Texto apresentado:
# # # #

Por que a Amazônia deve ser prioridade para o governo ?
-
Primeiro, porque é uma riqueza essencial para manter a situação
climática global razoavelmente sob controle. Às vezes, parece que, quando
falamos de soberania da Amazônia, a gente não se subordina à verdadeira
soberania, a do planeta. Segundo, há a questão da preservação da
biodiversidade. E, por fim, há as cadeias de produção - é importante investir
na Amazônia para produzir mais conhecimento.
Ou seja: é preciso reinventar a forma de explorar a floresta?
-
A gente só vai mudar o jogo da exploração
extrativista de baixo valor agregado se agregarmos mais conhecimento.
Infelizmente, não existe essa alocação de recursos hoje. Mas tenho expectativa
de que se construa um projeto entre poder público e empresas privadas. Podemos
explorar a Amazônia de forma diferente.
Como assim ?
- No passado a gente desenhou a Zona Franca de
Manaus como solução. Parece-me que não é.
Ela exige um subsídio alto, de R$ 30 bilhões ao ano. Imagine alocar esse
recurso para conhecimento, ciência, (busca de) ingredientes para alimentação,
cosméticos e produtos farmacêuticos... A gente poderia conseguir muito mais resultados.
Como o senhor vê a discussão sobre soberania na Amazônia ?
- A
soberania brasileira é indiscutível, mas precisamos ser responsáveis por um bem
de que todos dependem. Existe um interesse multilateral. Estudos dizem que â
medida que aumenta o desmatamento, podemos chegar num ponto irreversível do
ponto de vista climático. Não podemos virar as costas para dados científicos -
eles estão aí provando que a Amazônia tem uma influência no clima do planeta.
O Sr; acha que o País
já foi visto como uma liderança na questão ambiental e que, agora, essa visão
sobre o Brasil mudou ?
- O Brasil vinha numa
tendência muito positiva em relação à preservação da Amazônia.Desde o
fim dos ano 90, quando se introduziram mecanismos de monitoramento, a Amazônia
vinha em tendência de desmatamento menor. A política recém-implantada, em oito
meses, mudou a percepção e assustou o
mundo. Hoje a retórica é radical. O
incentivo a uma fiscalização mais frouxa e os resultados de desmatamento e
incêndios podem ter um impacto muito
sério não só na parte ambiental, mas na economia. Já vivemos um momento em que
o Brasil estava desmatando a Amazônia, conseguimos evoluir e rapidamente estamos
perdendo isso. Precisamos tomar juízo.

# # # #

Registros listados:

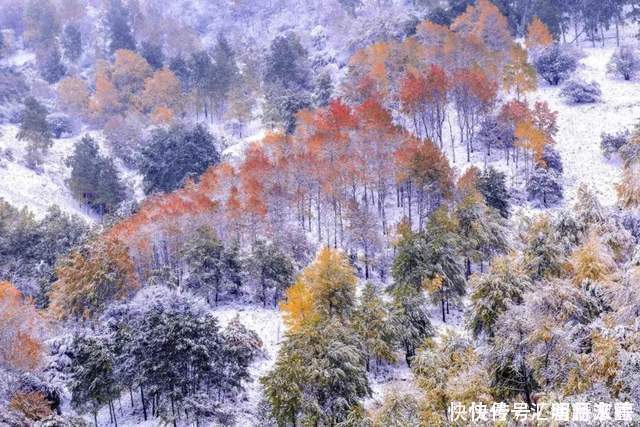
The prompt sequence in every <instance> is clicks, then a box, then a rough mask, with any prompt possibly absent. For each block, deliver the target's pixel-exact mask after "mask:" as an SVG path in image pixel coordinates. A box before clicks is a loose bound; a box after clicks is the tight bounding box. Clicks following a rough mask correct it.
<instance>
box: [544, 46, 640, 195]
mask: <svg viewBox="0 0 640 427" xmlns="http://www.w3.org/2000/svg"><path fill="white" fill-rule="evenodd" d="M611 43H613V41H611ZM583 49H584V55H585V56H584V58H582V59H581V60H580V67H579V69H578V71H577V75H578V76H579V77H581V78H582V79H583V80H586V81H588V82H591V81H595V82H597V83H598V84H599V85H600V88H601V90H602V101H601V102H598V103H595V104H584V105H572V104H568V102H567V100H565V99H563V98H561V97H560V96H559V92H560V90H561V89H560V88H558V87H549V86H545V85H543V84H542V85H541V86H542V87H541V88H540V89H539V90H538V92H537V93H536V94H535V97H534V98H535V99H540V100H544V101H547V102H548V103H549V105H550V106H551V108H552V109H553V110H555V111H558V113H559V115H558V128H559V132H558V135H557V138H556V141H557V144H556V147H557V149H558V151H559V152H560V155H561V156H562V160H563V162H564V167H565V173H564V182H565V191H566V203H567V204H569V205H570V204H571V203H572V202H573V200H574V198H575V192H576V189H577V188H578V186H579V184H580V183H585V184H587V185H589V186H590V187H591V188H593V189H594V191H595V192H596V194H597V195H598V197H599V198H600V200H601V201H602V202H603V203H606V204H608V205H612V204H614V203H615V202H616V198H617V196H616V190H615V186H616V184H618V183H619V181H620V176H621V165H620V162H619V159H617V158H612V159H611V160H607V159H605V158H604V156H603V155H602V150H601V148H600V137H601V135H602V133H615V132H619V131H623V130H627V129H628V130H632V129H633V127H634V126H635V125H636V124H637V121H638V118H639V117H640V83H639V82H637V81H624V80H623V79H621V78H619V77H616V76H614V75H611V74H607V63H608V62H609V60H610V58H611V55H612V54H613V52H614V51H615V47H613V46H612V47H606V48H599V47H596V48H592V47H585V48H583Z"/></svg>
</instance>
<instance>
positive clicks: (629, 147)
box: [618, 139, 640, 167]
mask: <svg viewBox="0 0 640 427" xmlns="http://www.w3.org/2000/svg"><path fill="white" fill-rule="evenodd" d="M618 154H620V157H622V161H623V162H624V165H625V167H629V166H630V165H632V164H634V163H636V162H637V161H639V160H640V144H638V143H636V142H635V141H634V140H631V139H630V140H629V143H628V144H624V145H623V146H622V147H620V148H619V149H618Z"/></svg>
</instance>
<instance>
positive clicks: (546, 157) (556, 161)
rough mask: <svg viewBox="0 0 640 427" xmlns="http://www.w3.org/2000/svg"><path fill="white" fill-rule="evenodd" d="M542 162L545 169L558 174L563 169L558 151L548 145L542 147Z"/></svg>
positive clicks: (560, 172) (559, 153)
mask: <svg viewBox="0 0 640 427" xmlns="http://www.w3.org/2000/svg"><path fill="white" fill-rule="evenodd" d="M542 160H543V161H544V163H545V165H546V166H547V168H549V169H551V170H554V171H556V172H558V173H562V172H563V169H564V168H563V167H562V158H561V157H560V153H558V150H556V149H555V148H553V147H551V146H550V145H545V146H544V151H543V152H542Z"/></svg>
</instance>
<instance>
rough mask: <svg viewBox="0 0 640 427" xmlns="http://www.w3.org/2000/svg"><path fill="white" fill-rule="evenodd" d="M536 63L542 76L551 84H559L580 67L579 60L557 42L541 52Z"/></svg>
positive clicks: (550, 84)
mask: <svg viewBox="0 0 640 427" xmlns="http://www.w3.org/2000/svg"><path fill="white" fill-rule="evenodd" d="M534 65H535V67H536V71H537V72H538V74H539V75H540V77H542V78H543V79H545V80H546V81H547V82H548V83H549V84H550V85H552V86H557V85H558V84H559V83H560V82H561V81H562V80H565V79H566V78H568V77H569V75H570V74H571V73H573V72H574V71H575V70H576V68H578V60H577V59H576V57H575V56H574V55H572V54H571V53H570V52H568V51H565V50H564V49H563V48H561V47H560V45H559V44H557V43H556V44H553V45H551V46H549V47H547V48H546V49H544V50H543V51H542V52H540V54H538V55H537V57H536V58H535V61H534Z"/></svg>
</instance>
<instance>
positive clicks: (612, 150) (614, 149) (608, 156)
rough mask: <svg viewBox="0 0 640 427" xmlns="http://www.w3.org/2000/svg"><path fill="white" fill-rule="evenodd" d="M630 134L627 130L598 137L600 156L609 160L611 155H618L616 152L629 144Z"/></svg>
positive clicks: (605, 134) (628, 131) (618, 150)
mask: <svg viewBox="0 0 640 427" xmlns="http://www.w3.org/2000/svg"><path fill="white" fill-rule="evenodd" d="M629 137H630V133H629V131H628V130H625V131H622V132H616V133H603V134H602V136H601V137H600V138H601V139H600V148H601V149H602V154H603V155H604V157H606V158H607V159H609V158H611V155H613V154H616V153H618V151H619V150H620V149H621V148H622V147H623V146H624V145H625V144H626V143H627V142H629Z"/></svg>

# # # #

Tarefas a cumprir:
[1] Transcreva o trecho do texto sobre a Amazônia que vai de "Ela exige um" até "muito mais resultados.", incluindo essas palavras.
[2] Prossiga o texto sobre a Amazônia a partir da última frase apresentada.

Respostas do exercício:
[1]
Ela exige um subsídio alto, de R$ 30 bilhões ao ano. Imagine alocar esse
recurso para conhecimento, ciência, (busca de) ingredientes para alimentação,
cosméticos e produtos farmacêuticos... A gente poderia conseguir muito mais resultados.

[2]
Várias empresas internacionais dizem que deixaram de comprar do Brasil por causa da Amazônia. O Brasil pode estar dando um tiro no pé ?
- Não vamos ser ingênuos, pois tem dois lados. Existe a efetiva preocupação com a sustentabilidade. E há os interesses financeiros de outros países.Precisamos estar atentos. O Brasil tem posição privilegiada para fazer da Amazônia um ativo importante e ocupar posição de liderança nas negociações comerciais. Hoje, a moeda de troca não é mais tarifa. A moeda são regulações ambientais e trabalhistas, imposições não tarifárias que poderiam acelerar a preferência pelo Brasil.
Como o sr. vê o papel do agro-negócio nesse
cenário ?
-
Vejo o agronegócio brasileiro como de alta produtividade e inovação. Grande parte do agronegócio se opõe a essa postura contrária à preservação
ambiental. Existe um pedaço do setor, de baixa tecnologia, que usa o
desmatamento para ampliar áreas de produção. Muitas pessoas do setor dizem que
não é necessário mais um hectare de desmatamento para ampliar a produção.
Essa tensão ambiental afeta as empresas
brasileiras globais?
- É uma preocupação da Ministra da Agricultura (Tereza Cristina). Rodrigo Maia (presidente da Câmara dos Deputados) está organizando uma viagem internacional
para explicar a legislação ambiental brasileira a investidores. Isso mostra que
haverá dano a empresas brasileiras se não fizermos um contraponto. No caso da
Natura, procuramos desenvolver uma rede de relacionamento consistente,
mostrando nossa política. Esse histórico talvez possa nos proteger um pouco.
Mas não é favorável ter uma postura radical como a que temos visto.